*ACTIVITY 1*.
In the piece on auto-immune disease research, what reason does Denkers give for why these diseases may be more common in the West?
*ACTIVITY 2*.
Continue the piece on auto-immune disease research, picking up right after its last sentence.

Don’t let the title of the journal send you running for the hills. It’s “R&D” . As in drug and bioscience research and development. However, yesterday, this journal posted a short piece online describing some new research involving auto-immune conditions and Crohn’s disease, and how out-of-balance immune function may play a big role in these health problems.
And the thing is, the story is very readable, informative and not intimidating. The passage of interest to me:
“Auto-immune diseases are on the rise in this country but their causes have remained largely unknown,” said Denkers. “It’s possible that these diseases are more common in the West because we’re too clean. Exposure to germs trains immune systems how to respond to threats. Early protection from germs may contribute to the increasing prevalence of immune system overreactions in our population, leading to auto-immune problems like allergies and inflammatory bowel disease.

*COLLECTED MATERIAL*.
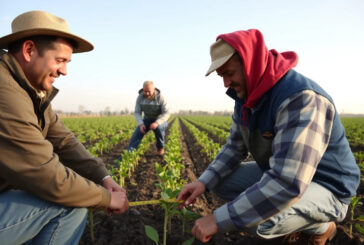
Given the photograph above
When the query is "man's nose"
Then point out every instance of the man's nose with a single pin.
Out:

*RESPONSE 1*.
Denkers suggests that people in the West may be "too clean." Exposure to germs trains the immune system how to respond to threats. Early protection from germs may therefore contribute to immune system overreactions, which lead to auto-immune problems such as allergies and inflammatory bowel disease.

*RESPONSE 2*.
Specialized immune cells called intraepithelial lymphocytes patrol intestinal walls. Upon encountering invaders, they release messenger proteins that call more immune cells to the battleground. “Too many messenger proteins recruit too many immune cells, causing inflammation that can devastate the host’s own tissue,” Denkers explained. “Bad balance between good bacteria, bad bacteria, and immune interactions like inflammation cause Crohn’s disease.”
EpiCor is NOT a product that claims to treat auto-immune conditions or Crohn’s disease. But, the similarities in research supporting EpiCor–findings that demonstrate its ability to balance immune response–and the research highlighted in this R&D story are intriguing.